§ **TASK**
What are the lines of the listing below, word for word, from the first down to the one that contains "Look at this image and locate every instance of green tree."?
━━━ DATA RECORDS
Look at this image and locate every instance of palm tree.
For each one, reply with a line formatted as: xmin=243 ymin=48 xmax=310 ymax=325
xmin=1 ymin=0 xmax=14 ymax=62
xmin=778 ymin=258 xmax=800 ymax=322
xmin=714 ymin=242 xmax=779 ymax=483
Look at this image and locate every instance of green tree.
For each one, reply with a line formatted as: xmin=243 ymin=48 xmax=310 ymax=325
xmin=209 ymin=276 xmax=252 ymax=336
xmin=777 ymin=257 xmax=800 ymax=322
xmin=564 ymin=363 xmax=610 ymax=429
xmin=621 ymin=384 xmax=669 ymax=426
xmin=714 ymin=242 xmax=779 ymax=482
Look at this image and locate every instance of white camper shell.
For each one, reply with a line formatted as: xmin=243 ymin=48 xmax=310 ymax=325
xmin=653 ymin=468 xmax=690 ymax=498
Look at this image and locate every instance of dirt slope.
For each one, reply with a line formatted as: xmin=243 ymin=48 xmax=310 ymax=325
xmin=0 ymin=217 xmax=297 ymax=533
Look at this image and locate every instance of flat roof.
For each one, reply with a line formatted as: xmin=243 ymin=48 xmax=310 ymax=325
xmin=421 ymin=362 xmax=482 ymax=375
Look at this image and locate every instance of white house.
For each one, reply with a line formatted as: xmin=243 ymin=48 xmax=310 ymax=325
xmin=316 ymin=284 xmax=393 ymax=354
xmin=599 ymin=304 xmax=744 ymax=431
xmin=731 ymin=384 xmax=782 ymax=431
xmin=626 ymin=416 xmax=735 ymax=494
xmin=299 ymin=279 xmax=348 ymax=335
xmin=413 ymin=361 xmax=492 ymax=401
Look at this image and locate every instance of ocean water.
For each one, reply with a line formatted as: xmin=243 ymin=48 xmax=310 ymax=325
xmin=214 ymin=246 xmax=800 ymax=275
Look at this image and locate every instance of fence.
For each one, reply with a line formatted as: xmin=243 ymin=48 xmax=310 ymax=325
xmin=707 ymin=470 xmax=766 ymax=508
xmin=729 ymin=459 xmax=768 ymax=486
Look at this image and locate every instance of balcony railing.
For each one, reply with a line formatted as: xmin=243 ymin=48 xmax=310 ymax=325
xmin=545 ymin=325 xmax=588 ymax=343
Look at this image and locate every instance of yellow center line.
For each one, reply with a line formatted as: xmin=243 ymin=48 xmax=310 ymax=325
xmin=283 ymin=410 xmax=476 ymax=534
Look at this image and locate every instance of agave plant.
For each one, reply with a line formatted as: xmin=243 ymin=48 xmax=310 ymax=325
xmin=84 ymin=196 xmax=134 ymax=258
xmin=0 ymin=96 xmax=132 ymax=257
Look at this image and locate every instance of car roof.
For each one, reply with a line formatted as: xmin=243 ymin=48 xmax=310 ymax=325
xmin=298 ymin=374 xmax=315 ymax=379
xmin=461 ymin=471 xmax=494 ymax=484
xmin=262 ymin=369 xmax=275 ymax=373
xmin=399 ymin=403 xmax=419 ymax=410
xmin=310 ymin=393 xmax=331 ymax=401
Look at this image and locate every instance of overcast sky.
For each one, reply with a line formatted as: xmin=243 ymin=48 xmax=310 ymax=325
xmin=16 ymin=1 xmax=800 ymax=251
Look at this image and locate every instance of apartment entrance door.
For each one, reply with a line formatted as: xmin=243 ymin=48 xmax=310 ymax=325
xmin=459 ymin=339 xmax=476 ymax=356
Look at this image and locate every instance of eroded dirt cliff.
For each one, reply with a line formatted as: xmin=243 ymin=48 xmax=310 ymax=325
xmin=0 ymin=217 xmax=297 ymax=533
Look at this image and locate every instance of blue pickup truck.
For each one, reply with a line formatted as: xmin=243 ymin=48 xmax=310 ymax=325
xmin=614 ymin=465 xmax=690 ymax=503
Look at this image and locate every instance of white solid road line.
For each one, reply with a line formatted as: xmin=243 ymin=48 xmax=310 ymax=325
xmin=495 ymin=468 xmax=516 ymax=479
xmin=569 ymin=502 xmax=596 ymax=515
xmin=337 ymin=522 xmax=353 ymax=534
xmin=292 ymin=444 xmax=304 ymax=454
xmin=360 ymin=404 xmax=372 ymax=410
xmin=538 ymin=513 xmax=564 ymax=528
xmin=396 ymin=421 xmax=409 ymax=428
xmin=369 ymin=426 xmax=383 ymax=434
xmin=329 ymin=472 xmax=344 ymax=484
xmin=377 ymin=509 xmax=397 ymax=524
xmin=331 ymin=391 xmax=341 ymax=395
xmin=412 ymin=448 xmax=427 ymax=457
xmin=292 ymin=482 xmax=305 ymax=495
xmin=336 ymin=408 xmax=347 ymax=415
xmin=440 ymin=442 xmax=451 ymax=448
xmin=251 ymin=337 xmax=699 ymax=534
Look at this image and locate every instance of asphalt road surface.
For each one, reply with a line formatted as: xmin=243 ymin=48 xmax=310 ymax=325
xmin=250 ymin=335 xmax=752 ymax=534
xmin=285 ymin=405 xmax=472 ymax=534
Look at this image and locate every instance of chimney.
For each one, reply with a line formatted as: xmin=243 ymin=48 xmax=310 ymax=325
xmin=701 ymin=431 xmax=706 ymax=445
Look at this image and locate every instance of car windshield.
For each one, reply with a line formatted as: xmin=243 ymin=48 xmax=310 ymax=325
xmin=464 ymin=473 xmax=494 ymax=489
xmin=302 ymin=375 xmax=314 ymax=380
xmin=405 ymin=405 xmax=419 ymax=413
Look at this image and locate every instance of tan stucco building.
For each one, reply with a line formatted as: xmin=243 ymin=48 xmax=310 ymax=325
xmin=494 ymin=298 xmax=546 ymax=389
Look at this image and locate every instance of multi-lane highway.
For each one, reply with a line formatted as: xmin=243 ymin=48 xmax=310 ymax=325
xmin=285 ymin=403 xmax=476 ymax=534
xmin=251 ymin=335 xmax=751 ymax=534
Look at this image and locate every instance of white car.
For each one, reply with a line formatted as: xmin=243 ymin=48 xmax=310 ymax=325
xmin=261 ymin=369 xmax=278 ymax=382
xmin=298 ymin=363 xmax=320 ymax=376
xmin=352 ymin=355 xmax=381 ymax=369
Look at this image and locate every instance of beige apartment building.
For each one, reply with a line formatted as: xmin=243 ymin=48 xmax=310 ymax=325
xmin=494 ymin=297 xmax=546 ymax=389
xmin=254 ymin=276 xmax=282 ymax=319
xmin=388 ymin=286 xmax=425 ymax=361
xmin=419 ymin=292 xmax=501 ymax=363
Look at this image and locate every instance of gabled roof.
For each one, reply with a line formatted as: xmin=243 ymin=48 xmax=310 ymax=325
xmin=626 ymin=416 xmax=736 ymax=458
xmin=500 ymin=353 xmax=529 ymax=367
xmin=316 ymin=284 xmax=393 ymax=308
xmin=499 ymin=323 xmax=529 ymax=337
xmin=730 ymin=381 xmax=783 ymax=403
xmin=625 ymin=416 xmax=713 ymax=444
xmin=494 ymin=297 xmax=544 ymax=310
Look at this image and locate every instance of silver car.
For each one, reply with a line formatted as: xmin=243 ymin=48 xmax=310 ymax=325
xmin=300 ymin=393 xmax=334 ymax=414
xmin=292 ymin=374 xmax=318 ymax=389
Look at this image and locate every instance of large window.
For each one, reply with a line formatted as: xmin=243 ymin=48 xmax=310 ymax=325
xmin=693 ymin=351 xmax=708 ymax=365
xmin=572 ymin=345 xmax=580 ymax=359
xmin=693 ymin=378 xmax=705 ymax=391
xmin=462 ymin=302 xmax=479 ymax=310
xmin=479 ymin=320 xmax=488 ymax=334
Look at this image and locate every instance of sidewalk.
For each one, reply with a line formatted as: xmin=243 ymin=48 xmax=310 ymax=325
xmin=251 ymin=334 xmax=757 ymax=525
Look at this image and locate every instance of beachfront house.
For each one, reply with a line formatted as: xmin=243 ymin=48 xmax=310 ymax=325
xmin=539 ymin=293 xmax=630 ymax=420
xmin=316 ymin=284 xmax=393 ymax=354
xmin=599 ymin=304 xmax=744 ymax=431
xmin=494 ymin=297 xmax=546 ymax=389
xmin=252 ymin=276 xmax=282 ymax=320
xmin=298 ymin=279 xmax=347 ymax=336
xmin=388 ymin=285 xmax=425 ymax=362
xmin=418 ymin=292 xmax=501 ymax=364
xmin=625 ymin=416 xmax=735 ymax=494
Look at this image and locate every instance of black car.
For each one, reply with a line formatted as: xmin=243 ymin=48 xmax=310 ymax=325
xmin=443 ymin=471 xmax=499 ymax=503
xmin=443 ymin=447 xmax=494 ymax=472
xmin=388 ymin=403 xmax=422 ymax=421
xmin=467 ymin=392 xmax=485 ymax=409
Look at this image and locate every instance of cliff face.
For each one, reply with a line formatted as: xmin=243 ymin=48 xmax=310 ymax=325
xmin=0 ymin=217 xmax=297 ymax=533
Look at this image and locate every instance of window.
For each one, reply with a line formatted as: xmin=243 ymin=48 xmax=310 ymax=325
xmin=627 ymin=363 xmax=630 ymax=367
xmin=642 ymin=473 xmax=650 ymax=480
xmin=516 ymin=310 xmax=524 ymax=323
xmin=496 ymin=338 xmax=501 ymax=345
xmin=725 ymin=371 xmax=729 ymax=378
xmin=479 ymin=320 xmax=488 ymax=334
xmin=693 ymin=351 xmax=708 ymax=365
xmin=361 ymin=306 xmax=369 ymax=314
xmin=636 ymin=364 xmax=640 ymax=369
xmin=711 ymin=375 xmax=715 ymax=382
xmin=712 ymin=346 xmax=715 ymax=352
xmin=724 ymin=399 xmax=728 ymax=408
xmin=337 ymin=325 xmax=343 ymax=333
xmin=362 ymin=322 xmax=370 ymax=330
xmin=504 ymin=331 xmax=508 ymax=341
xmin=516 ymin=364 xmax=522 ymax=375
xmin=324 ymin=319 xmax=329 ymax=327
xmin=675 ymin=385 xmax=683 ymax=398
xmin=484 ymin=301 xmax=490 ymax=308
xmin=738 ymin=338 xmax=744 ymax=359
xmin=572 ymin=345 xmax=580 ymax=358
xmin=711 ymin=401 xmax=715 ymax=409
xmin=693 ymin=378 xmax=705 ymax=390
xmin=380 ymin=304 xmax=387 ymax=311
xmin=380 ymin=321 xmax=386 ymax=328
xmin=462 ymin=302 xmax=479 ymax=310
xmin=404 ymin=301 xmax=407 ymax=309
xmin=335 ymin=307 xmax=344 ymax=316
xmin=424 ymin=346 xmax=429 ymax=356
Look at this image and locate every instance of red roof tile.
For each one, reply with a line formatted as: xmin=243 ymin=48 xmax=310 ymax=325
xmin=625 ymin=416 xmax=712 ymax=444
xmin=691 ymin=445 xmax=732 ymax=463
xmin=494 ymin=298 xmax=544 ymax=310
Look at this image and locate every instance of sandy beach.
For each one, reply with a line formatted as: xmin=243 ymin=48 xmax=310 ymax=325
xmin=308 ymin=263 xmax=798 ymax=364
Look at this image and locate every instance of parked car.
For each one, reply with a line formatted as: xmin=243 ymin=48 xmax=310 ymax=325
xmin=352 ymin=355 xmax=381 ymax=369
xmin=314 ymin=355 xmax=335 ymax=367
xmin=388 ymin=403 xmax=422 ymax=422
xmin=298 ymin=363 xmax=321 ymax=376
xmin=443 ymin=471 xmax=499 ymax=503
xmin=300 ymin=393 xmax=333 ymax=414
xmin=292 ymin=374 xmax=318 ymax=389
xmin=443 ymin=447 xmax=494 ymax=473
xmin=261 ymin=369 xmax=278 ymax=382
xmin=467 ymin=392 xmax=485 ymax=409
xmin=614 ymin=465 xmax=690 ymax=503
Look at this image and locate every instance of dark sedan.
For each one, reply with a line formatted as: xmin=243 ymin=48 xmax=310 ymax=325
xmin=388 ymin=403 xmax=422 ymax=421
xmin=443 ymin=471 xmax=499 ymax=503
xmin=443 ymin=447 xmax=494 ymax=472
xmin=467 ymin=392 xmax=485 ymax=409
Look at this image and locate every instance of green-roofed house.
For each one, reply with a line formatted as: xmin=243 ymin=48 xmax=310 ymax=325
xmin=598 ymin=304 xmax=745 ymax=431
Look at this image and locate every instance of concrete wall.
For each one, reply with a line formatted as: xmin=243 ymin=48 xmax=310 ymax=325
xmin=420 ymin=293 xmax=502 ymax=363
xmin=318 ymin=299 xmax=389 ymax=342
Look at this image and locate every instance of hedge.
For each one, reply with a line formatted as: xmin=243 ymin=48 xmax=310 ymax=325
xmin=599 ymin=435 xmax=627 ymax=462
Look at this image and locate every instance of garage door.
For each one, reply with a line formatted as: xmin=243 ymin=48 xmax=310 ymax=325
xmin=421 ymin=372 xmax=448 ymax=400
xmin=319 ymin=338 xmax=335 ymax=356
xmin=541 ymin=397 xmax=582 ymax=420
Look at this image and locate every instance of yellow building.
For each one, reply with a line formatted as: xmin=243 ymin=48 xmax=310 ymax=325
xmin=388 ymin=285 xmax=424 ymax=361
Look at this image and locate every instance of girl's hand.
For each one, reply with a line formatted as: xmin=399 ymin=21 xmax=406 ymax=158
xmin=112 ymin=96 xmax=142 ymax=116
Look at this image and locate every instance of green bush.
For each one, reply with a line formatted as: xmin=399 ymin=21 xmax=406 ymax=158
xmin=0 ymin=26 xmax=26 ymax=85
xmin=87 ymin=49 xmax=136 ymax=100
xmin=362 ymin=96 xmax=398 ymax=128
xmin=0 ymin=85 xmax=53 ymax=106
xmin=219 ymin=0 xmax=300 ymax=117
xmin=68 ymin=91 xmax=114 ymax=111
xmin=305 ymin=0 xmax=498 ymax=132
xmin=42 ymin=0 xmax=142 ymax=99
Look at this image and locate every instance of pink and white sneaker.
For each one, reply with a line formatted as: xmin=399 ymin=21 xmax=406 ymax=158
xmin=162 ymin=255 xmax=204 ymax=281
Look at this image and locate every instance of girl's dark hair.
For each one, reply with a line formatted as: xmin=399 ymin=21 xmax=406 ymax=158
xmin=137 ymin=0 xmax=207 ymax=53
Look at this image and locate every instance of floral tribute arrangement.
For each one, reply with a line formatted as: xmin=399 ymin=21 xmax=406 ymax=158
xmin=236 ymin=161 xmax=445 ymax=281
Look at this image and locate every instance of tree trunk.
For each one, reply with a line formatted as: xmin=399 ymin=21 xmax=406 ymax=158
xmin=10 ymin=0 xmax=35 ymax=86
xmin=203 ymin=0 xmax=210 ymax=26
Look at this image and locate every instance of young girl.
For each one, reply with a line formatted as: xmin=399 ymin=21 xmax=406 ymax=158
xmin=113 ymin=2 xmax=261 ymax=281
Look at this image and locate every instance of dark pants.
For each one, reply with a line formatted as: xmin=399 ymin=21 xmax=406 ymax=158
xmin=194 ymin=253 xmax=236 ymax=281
━━━━━━
§ **EXERCISE RESULT**
Look at this image and locate every instance of palm tree.
For each one, reply with a line formatted as: xmin=243 ymin=48 xmax=310 ymax=325
xmin=1 ymin=0 xmax=14 ymax=62
xmin=778 ymin=258 xmax=800 ymax=322
xmin=714 ymin=242 xmax=779 ymax=483
Look at this image and locate every instance of green tree.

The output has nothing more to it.